MATERIAL FOR THIS EXERCISE START

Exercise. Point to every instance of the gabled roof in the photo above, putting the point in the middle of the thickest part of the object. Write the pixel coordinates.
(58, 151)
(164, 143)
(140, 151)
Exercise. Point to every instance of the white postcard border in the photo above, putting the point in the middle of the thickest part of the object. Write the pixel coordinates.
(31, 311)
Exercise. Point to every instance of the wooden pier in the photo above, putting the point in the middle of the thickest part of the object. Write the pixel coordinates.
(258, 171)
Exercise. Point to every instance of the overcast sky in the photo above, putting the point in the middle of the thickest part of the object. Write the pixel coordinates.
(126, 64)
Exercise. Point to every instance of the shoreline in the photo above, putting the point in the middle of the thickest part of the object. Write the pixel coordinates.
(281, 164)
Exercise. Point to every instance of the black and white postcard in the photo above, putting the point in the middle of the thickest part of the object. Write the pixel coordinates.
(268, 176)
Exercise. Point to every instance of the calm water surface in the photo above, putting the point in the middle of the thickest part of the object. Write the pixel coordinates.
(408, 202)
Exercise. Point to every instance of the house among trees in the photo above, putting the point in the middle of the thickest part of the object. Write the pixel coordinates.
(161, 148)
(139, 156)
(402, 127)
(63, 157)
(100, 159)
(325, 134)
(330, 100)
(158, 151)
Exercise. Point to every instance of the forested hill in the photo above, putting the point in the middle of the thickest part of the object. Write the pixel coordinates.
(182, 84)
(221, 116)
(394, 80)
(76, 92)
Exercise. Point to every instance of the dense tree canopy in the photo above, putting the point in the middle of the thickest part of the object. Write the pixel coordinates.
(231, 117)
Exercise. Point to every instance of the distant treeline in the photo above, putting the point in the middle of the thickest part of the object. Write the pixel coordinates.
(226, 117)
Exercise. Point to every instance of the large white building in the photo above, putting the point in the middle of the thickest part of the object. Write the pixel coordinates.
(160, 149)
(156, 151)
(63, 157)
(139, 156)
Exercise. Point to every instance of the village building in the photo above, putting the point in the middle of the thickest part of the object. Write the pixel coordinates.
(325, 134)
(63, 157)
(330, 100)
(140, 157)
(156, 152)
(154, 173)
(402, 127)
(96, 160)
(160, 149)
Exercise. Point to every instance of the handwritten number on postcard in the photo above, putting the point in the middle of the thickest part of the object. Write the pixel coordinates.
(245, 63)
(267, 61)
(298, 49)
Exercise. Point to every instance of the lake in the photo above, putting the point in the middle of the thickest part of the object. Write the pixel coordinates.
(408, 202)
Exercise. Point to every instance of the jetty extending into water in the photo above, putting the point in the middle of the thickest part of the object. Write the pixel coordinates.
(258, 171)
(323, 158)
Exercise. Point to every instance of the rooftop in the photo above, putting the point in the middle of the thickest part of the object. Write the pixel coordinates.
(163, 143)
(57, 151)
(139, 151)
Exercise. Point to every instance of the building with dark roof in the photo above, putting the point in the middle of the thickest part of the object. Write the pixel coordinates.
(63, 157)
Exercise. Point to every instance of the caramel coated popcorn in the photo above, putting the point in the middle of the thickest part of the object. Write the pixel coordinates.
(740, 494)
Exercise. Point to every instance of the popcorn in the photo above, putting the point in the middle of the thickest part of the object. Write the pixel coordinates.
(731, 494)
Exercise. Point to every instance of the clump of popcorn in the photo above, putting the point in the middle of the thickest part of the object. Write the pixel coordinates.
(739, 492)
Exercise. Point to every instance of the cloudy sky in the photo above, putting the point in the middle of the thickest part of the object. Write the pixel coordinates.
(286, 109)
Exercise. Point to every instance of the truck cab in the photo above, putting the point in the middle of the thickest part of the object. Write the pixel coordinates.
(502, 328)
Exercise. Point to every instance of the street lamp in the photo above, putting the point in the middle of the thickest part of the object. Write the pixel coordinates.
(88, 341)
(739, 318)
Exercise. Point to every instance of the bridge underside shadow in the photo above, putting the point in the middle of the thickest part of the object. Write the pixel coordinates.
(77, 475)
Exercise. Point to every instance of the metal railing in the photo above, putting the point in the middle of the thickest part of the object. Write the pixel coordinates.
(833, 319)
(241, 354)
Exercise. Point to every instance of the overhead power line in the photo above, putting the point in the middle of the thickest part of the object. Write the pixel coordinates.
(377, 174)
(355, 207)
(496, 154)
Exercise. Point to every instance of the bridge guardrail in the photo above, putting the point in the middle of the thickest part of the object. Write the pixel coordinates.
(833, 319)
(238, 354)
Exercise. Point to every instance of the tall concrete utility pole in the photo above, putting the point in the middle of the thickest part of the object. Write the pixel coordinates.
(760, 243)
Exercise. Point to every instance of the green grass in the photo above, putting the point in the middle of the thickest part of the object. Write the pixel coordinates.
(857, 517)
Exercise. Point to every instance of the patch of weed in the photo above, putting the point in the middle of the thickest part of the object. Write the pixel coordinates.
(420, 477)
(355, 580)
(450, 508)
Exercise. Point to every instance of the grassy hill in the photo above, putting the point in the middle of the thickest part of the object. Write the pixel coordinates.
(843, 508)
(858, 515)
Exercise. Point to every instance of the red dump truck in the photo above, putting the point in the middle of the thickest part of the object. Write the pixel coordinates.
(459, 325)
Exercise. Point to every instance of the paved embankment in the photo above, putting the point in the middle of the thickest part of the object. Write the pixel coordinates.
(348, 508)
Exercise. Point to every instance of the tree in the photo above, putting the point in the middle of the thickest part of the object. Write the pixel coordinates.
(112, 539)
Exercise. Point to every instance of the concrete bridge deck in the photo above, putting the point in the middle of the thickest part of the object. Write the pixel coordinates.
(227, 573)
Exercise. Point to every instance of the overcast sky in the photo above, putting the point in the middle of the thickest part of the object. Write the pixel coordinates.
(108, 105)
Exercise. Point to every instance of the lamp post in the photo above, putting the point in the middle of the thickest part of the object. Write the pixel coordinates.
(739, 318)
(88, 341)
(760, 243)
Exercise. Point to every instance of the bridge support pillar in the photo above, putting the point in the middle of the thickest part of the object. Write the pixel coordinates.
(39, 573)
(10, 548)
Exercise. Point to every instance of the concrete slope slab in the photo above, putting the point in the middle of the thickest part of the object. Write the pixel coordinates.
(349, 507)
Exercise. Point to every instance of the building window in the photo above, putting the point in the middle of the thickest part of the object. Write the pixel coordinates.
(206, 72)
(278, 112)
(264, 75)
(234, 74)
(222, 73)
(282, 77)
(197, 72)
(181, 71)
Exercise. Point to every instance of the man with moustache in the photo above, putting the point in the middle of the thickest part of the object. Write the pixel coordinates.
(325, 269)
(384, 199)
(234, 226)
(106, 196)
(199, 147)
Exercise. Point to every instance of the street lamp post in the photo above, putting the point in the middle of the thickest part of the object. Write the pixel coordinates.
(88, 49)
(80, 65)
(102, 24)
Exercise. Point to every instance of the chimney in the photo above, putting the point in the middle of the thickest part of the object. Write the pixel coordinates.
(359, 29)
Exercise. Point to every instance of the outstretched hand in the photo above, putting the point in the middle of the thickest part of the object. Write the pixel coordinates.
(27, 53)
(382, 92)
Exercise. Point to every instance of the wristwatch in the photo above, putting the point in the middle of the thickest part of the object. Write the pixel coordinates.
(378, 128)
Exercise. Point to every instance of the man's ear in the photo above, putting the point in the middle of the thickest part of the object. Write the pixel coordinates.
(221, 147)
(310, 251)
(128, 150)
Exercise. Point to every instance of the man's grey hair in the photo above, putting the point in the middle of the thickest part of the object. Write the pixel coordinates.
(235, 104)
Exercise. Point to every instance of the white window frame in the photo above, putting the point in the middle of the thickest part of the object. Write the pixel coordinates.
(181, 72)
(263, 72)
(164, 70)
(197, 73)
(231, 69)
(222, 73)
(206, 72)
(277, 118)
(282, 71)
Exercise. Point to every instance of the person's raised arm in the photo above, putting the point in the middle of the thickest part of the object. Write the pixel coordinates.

MATERIAL FOR THIS EXERCISE END

** YOUR ASSIGNMENT **
A complete, exact repeat of the records is the required answer.

** RESPONSE BELOW **
Exercise. Point to every instance of the gabled roof in the photo above, putting the point in the middle of the thickest part of the object. Write the pixel coordinates.
(58, 151)
(164, 143)
(140, 151)
Exercise. Point to every instance of the white postcard border in the photo above, putting the point in the middle of the thickest part of the object. Write the pixel coordinates.
(31, 311)
Exercise. Point to every instance of the wooden pier in the photo above, putting the point in the middle of the thickest part of the object. Write the pixel coordinates.
(258, 171)
Exercise. Point to every instance of the overcast sky in the photo above, putting the point in the middle of the thickest part of the object. Write the pixel coordinates.
(126, 64)
Exercise. Point to every instance of the shoreline in the photo above, putting the point in the middle of the thickest part of the object. Write the pixel coordinates.
(281, 164)
Exercise. Point to every instance of the black and white postcard in the photo above, putting the point in the middle of the thickest part of the object. Write the pixel coordinates.
(268, 176)
Exercise. Point to every instance of the calm water surface in the photo above, putting the point in the middle of the thickest part of the object. Write the pixel coordinates.
(408, 202)
Exercise. Point to every instance of the house among trees in the photo above, putting the point in the middle of the thickest part of the object. Write the pixel coordinates.
(161, 148)
(139, 156)
(402, 127)
(63, 157)
(100, 159)
(325, 134)
(330, 100)
(158, 151)
Exercise. Point to every instance of the forested hill in the photo above, putting the point in the middle of the thickest part of the object. Write the pixel coordinates.
(182, 84)
(221, 116)
(394, 80)
(76, 92)
Exercise. Point to every instance of the dense tree canopy in the photo above, putting the point in the middle of the thickest part of the object. Write the pixel coordinates.
(231, 117)
Exercise. Point to every instance of the distant treeline in the photo above, putting the point in the middle of the thickest part of the object. Write the pixel coordinates.
(226, 117)
Exercise. Point to every instance of the large white building in the photo above, putting the point in the middle of the thickest part of the object. Write the pixel coordinates.
(160, 149)
(156, 151)
(63, 157)
(139, 156)
Exercise. Point to every instance of the village building in the photo above, putting the point in the middle of the thickest part of the object. Write the pixel coordinates.
(325, 134)
(63, 157)
(330, 100)
(140, 157)
(156, 152)
(154, 173)
(402, 127)
(96, 160)
(160, 149)
Exercise. Point to every instance of the handwritten number on postcard in the photo above, putting the point in the middle of the thickest part of the object. Write the pixel coordinates.
(245, 63)
(267, 61)
(298, 49)
Exercise. Point to every instance of the lake in the photo above, putting the point in the middle of the thickest part of the object. Write the pixel coordinates.
(408, 202)
Exercise. Point to every instance of the jetty extending into water in the photo above, putting the point in the middle of the thickest part of the object. Write the pixel coordinates.
(258, 171)
(323, 158)
Exercise. Point to every instance of the rooftop in the photo above, putting the point in the middle of the thickest part of the object. Write the pixel coordinates.
(163, 143)
(57, 151)
(139, 151)
Exercise. Point to every instance of the building with dark roof in the photo above, putting the point in the middle of the thickest part of the object. Write the pixel coordinates.
(63, 157)
Exercise. Point to every instance of the caramel coated popcorn in the photo above, putting the point in the middle of the thickest part of the object. Write the pixel coordinates.
(740, 494)
Exercise. Point to every instance of the popcorn in the photo above, putting the point in the middle of the thickest part of the object. Write the pixel coordinates.
(731, 494)
Exercise. Point to every instance of the clump of popcorn in the photo above, putting the point in the middle of the thickest part of the object. Write the pixel coordinates.
(739, 492)
Exercise. Point to every instance of the cloudy sky in the photo above, putting the point in the middle of the thickest part of the object. Write the pixel coordinates.
(286, 109)
Exercise. Point to every instance of the truck cab in the photo above, putting the point in the middle of the thickest part of the object. Write the pixel coordinates.
(502, 328)
Exercise. Point to every instance of the street lamp in the photo above, putting the point in the middle of the thickest part of the object. Write the pixel coordinates.
(88, 341)
(739, 318)
Exercise. Point to every instance of the bridge underside shadow in the photo above, putting the point in the middle of the thickest part of the object. Write the pixel coordinates.
(77, 475)
Exercise. Point to every instance of the metal railing in the photo above, putting the point in the middle of the thickest part of the object. Write the pixel coordinates.
(833, 319)
(241, 354)
Exercise. Point to every instance of the overhead power line in the photo above, putting the point in the middle of the thickest part of the object. Write the pixel coordinates.
(377, 174)
(355, 207)
(496, 154)
Exercise. Point to every instance of the bridge guardrail in the photo above, putting the point in the middle of the thickest part of the object. Write the pixel coordinates.
(833, 319)
(238, 354)
Exercise. Point to every instance of the tall concrete utility pole in the photo above, putting the point in the middle of the thickest part of the object. Write the pixel coordinates.
(760, 243)
Exercise. Point to every instance of the green grass in the photo above, putting the point in the middle of the thickest part of the object. Write the pixel coordinates.
(857, 517)
Exercise. Point to every instance of the patch of weed in the photo above, putting the point in the middle of the thickest part of the object. Write the pixel coordinates.
(420, 477)
(355, 580)
(450, 508)
Exercise. Point to every instance of the grassy hill in the photo above, putting the point in the middle of the thickest part of the object. Write the pixel coordinates.
(843, 508)
(858, 515)
Exercise. Point to every instance of the red dump truck in the photo above, putting the point in the middle of the thickest part of the object. Write the pixel coordinates.
(459, 325)
Exercise. Point to every instance of the paved embankment in the photo above, putting the point in the middle of the thickest part of the object. Write the pixel coordinates.
(348, 508)
Exercise. Point to every instance of the tree in the photo above, putting the point in the middle of the thickest part of the object. Write the pixel coordinates.
(112, 539)
Exercise. Point to every instance of the concrete bridge deck in the photo above, putting the point in the middle of the thickest part of the object. Write the pixel coordinates.
(227, 573)
Exercise. Point to every instance of the overcast sky in the photo above, putting the point in the middle of the thickest part of the object. Write the pixel coordinates.
(108, 105)
Exercise. Point to every instance of the lamp post in the photo above, putting the point in the middle of the thickest part of the object. Write the pixel coordinates.
(739, 318)
(88, 341)
(760, 243)
Exercise. Point to every instance of the bridge support pillar in the photo above, putting the point in the middle of the thickest part of the object. Write the pixel coordinates.
(39, 573)
(10, 548)
Exercise. Point to every instance of the concrete slope slab in the photo above, putting the point in the middle of the thickest part of the object. Write the pixel coordinates.
(349, 507)
Exercise. Point to every instance of the building window in the photo above, putting the point in the middle of the thickest part of the object. Write the pixel coordinates.
(206, 72)
(278, 112)
(264, 75)
(234, 74)
(222, 73)
(282, 77)
(197, 72)
(181, 71)
Exercise. Point to every instance of the man with moustache in the photo above, putting the point in the middle of the thickest part of the object. Write the pixel coordinates.
(325, 269)
(384, 199)
(234, 226)
(106, 196)
(199, 147)
Exercise. Point to every instance of the street lamp post in the photo above, putting the point in the middle of the thickest part of the object. Write the pixel coordinates.
(88, 49)
(80, 65)
(102, 24)
Exercise. Point to every instance of the chimney in the photo above, putting the point in the middle of the thickest part of the object. Write the pixel coordinates.
(359, 29)
Exercise. Point to every instance of the outstretched hand in the photo above, putting the point in the middle of the thickest part of the object. Write the pixel coordinates.
(27, 53)
(382, 92)
Exercise. Point to every instance of the wristwatch in the photo above, putting the point in the middle of the thickest part of the object. Write the pixel coordinates.
(378, 128)
Exercise. Point to every instance of the man's ear in the photo above, putting the point in the middle of the thickest part of the object. Write the pixel coordinates.
(221, 147)
(310, 251)
(128, 150)
Exercise. Point to every instance of the man's grey hair in the photo above, putting the point in the middle of the thickest part of the object. Write the pixel coordinates.
(235, 104)
Exercise. Point to every instance of the white window frame in the photo above, putting the point in the middle of the thickest part of the object. Write the pixel coordinates.
(181, 72)
(263, 72)
(164, 70)
(197, 73)
(231, 69)
(222, 73)
(206, 72)
(277, 118)
(282, 71)
Exercise. Point to every instance of the person's raised arm in the photo above, putting the point in the middle of the thickest part of the object. Write the pixel coordinates.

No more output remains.